Your task is to repeat, word for word, the line containing "Q: Point out every instance of the concrete" and all lines that follow it to the end of the material, and no other lines.
-- START Task data --
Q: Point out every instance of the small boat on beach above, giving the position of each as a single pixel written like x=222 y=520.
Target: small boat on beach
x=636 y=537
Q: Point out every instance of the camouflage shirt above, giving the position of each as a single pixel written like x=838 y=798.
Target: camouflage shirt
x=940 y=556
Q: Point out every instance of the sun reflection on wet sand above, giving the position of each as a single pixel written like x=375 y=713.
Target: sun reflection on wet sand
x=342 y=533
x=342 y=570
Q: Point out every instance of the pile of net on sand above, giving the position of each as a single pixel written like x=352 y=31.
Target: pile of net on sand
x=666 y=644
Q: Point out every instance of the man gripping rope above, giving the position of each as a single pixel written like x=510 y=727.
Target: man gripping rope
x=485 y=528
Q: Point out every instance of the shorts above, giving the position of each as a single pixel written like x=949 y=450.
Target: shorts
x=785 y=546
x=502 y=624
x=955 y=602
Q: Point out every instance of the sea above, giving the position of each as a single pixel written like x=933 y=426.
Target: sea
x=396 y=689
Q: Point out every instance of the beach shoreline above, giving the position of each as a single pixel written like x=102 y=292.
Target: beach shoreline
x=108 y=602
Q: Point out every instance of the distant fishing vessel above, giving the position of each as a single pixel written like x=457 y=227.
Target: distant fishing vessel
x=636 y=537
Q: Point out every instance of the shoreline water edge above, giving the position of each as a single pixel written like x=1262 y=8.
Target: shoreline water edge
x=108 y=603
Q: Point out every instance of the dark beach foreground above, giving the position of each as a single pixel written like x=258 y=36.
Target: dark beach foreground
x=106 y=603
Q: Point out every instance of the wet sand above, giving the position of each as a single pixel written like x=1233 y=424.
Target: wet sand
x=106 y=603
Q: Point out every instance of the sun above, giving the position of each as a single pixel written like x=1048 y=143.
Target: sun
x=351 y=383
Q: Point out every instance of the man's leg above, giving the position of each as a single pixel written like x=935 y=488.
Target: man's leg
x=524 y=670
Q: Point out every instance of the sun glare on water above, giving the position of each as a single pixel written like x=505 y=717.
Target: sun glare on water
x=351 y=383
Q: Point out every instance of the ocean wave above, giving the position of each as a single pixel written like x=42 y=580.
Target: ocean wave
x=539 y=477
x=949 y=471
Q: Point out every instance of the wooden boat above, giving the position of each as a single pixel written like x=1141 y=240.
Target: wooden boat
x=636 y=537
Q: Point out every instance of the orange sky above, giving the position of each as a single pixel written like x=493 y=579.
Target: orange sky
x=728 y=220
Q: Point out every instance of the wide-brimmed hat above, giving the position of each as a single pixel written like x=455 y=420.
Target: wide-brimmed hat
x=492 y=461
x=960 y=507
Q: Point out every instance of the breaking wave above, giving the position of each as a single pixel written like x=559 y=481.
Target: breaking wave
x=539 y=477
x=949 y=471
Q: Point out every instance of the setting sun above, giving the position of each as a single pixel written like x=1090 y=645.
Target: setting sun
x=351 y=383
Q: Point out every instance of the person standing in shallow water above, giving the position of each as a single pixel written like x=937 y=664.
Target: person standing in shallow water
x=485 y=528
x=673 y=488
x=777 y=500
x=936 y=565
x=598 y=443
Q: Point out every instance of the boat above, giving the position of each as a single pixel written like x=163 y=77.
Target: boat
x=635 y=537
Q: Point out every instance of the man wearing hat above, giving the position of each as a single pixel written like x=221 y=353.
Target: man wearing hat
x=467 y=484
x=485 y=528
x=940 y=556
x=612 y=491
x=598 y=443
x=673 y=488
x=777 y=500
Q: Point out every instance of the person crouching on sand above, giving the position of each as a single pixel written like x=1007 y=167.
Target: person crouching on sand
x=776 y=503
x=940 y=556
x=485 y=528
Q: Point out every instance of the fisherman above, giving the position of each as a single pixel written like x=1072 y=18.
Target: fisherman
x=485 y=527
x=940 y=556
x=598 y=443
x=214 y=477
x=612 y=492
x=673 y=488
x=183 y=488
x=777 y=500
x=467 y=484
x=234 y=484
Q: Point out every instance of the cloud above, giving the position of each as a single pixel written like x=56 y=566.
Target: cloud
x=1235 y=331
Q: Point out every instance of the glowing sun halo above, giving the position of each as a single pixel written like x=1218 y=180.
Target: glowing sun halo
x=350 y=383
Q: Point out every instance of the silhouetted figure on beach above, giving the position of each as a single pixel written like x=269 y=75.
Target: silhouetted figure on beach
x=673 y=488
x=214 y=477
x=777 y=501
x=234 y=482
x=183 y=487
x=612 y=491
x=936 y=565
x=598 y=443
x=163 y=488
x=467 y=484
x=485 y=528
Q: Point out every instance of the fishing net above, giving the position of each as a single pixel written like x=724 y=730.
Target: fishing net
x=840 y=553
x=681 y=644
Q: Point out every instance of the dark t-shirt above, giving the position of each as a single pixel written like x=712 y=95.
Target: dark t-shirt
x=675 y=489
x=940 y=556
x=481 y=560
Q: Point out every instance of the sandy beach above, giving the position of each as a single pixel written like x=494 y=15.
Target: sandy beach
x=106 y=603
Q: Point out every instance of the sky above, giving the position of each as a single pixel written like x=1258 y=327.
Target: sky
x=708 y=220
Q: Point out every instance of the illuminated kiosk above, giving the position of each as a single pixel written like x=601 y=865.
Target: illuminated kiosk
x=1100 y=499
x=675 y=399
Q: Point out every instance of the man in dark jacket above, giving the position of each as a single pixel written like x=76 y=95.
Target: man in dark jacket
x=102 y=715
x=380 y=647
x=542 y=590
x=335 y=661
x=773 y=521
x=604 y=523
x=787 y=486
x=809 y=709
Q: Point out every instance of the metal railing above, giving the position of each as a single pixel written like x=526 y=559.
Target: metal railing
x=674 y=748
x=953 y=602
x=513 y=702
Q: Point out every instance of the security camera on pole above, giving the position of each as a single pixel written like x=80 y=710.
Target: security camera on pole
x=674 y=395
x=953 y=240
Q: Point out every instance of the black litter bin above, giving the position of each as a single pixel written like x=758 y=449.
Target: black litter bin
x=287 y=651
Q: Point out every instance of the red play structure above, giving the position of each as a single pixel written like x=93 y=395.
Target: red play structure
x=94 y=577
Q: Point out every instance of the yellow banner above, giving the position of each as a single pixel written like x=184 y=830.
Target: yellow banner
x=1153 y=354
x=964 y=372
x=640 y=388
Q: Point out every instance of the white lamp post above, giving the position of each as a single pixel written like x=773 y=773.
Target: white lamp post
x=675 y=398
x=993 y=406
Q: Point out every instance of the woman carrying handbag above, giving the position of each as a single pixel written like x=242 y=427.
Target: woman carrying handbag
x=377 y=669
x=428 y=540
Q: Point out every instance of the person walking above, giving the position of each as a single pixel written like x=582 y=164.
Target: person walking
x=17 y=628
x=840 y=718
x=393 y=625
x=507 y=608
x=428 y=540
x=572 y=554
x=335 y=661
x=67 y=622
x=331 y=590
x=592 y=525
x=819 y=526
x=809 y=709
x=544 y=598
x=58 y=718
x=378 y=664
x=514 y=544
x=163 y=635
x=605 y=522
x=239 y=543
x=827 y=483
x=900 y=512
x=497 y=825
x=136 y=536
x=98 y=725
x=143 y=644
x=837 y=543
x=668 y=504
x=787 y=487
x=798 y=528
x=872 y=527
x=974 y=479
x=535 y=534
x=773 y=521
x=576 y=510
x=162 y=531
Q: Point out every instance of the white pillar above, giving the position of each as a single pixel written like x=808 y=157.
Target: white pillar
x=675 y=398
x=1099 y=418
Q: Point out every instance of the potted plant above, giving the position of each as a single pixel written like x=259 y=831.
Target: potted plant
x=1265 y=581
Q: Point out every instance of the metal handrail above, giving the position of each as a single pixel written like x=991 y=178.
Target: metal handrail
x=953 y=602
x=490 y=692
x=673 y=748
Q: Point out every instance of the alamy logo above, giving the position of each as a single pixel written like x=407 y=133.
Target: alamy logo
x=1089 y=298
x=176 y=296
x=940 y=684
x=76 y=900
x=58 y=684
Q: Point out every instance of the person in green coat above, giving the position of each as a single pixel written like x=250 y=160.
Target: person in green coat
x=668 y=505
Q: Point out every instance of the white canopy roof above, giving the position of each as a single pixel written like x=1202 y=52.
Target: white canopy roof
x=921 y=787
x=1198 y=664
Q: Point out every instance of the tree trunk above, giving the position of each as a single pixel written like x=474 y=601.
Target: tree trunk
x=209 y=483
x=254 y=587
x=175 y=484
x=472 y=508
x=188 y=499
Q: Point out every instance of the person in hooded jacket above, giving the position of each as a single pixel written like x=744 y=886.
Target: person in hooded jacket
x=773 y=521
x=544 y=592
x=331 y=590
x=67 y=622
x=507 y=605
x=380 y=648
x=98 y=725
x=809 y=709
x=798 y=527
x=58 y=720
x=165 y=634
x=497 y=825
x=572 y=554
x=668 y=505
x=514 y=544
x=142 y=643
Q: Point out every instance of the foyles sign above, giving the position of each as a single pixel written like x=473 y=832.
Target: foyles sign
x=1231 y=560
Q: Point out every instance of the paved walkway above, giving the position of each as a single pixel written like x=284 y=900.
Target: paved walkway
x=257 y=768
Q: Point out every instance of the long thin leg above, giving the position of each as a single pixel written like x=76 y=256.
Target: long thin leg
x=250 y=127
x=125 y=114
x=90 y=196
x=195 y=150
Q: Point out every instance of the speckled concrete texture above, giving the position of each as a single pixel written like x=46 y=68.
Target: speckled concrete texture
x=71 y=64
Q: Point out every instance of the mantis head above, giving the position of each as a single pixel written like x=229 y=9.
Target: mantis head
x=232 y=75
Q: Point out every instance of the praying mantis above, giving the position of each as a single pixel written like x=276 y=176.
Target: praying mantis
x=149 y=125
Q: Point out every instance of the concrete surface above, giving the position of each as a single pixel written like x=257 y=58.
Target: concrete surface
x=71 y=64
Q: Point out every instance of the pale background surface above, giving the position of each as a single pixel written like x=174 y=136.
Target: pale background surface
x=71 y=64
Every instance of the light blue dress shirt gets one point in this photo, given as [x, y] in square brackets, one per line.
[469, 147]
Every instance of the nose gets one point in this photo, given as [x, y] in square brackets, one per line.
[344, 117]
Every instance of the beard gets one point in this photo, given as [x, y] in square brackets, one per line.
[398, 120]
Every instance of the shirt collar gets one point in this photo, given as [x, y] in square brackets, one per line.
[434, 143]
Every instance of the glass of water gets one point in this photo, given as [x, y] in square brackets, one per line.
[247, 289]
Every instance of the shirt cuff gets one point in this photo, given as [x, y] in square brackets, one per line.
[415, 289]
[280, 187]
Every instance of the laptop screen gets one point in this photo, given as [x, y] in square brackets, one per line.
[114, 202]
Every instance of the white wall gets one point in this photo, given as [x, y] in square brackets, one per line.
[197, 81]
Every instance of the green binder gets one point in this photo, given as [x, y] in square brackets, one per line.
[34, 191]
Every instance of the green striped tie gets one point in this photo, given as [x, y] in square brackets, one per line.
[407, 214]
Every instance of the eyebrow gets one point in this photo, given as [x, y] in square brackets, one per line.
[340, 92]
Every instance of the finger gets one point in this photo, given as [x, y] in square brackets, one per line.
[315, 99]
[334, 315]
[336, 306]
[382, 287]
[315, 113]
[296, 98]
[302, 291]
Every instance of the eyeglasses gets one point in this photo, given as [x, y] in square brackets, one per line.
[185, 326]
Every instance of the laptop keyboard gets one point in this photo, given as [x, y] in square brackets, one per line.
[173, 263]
-- END Task data --
◆ Result:
Q: Point out every instance of the concrete surface above, giving the position of each as a single pixel written like x=257 y=58.
Target: concrete surface
x=71 y=64
Q: Point out every instance of the pale background surface above, giving the position of each as a single pixel written like x=174 y=136.
Target: pale background surface
x=71 y=64
Every instance of the light blue dress shirt gets one point in this photo, given as [x, y] in square brackets, one per line.
[469, 147]
Every instance of the nose gets one point in this photo, given as [x, y] in square brackets, one per line.
[344, 117]
Every instance of the beard gets one point in this photo, given as [x, y] in square brackets, one per line.
[398, 120]
Every instance of the shirt collar gets one point in this photo, given as [x, y] in square brackets, one per line.
[434, 143]
Every instance of the glass of water gets one point in this photo, given as [x, y] in square brackets, one per line.
[247, 289]
Every instance of the shirt cuff gets one point in this photo, given as [x, y] in square brackets, one per line.
[415, 289]
[280, 187]
Every instance of the laptop screen gets one point in this photo, given as [x, y] in square brackets, one per line.
[114, 202]
Every instance of the white wall gets one point in this photo, given as [x, y] in square brackets, one per line.
[197, 81]
Every instance of the green binder gets one point in this photo, given as [x, y] in square brackets, one per line.
[34, 191]
Every instance of the green striped tie gets one point in this photo, given as [x, y] in square brackets, one per line.
[407, 214]
Every instance of the eyebrow gets one point in this photo, given as [x, y] in square brackets, one per line.
[340, 92]
Every instance of the finger gets one point in this photo, given as [x, y] in square brackets, one per line.
[315, 99]
[334, 315]
[336, 306]
[382, 287]
[315, 113]
[296, 98]
[302, 291]
Every instance of the eyeglasses gets one point in this photo, given as [x, y] in square brackets, one per line.
[185, 326]
Every instance of the laptop keyboard gets one point in this photo, given as [x, y] in square brackets, one per line.
[173, 263]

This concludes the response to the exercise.